→ Text segment:
═══

MUST LOVE DOGS
Lessons learned in life with man’s best friend.
There’s a bit of an unofficial motto around here at the Butter Pat offices. Three simple words that sum up who we are as people, and as a company, and the kind we like to keep. It might say more about our ethos than any marketing team could make up. And we have a feeling, if you’re cooking on cast iron, you might abide by the maxim, too.
Must. Love. Dogs.
Now, let us start by saying, if you’re into cats, that’s okay, too, but boy, do we love our dogs. By now, especially if you follow us on the internet, you’ve likely seen our three-year-old American water spaniel, beloved bird dog, and unofficial mascot of Butter Pat Industries—Trix. She goes with us everywhere, from the foundry to the food festivals. She sleeps at our feet in the shop (and she’s taken over the bed at home). She gets the pan drippings for dinner if she’s been especially good. And sometimes just because.
Of course, as with most relationships, it hasn’t always been simple. Strong willed and hard headed, as is typical of her breed, she’s frustrated the hell out of us over the years, and we know for a fact we’ve pissed her off, too. Three years and thousands of training hours in, she’s still a work in progress, much like us.
And for everything we’ve taught her, she—observant, intuitive, clever—has gifted us a few of her own invaluable lessons, too. Like diligence, humility, and maybe most of all, patience. That special bond between dog and owner doesn’t just happen the moment they come home. It’s an ever-evolving process of getting to know each other. One that takes time—often years. You have to find out who the dog is. What they like, what they don’t. How they think and feel, which is a lot. How far to push them, and how far they can push you.
All of these nuances matter. After all, it’s a dog’s individuality, and their endless idiosyncrasies, that gives them their humanity, and that makes us choose them as our life partners. We see ourselves in their imperfection, in their striving to be better. Our job is to embrace all of it, and not give up.

═══

→ Short problem: List every lesson that the dog essay says Trix has taught her owners. Answer from the dog essay alone.

═══

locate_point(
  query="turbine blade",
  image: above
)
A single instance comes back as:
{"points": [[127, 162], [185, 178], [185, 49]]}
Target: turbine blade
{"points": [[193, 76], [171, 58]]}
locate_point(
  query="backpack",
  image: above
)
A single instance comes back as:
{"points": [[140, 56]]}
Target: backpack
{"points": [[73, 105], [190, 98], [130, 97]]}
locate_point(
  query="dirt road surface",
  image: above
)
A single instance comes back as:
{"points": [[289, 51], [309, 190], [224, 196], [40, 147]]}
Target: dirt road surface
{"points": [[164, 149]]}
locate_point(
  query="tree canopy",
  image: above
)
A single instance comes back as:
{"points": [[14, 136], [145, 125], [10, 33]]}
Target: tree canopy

═══

→ Solution for this exercise: Diligence, humility, patience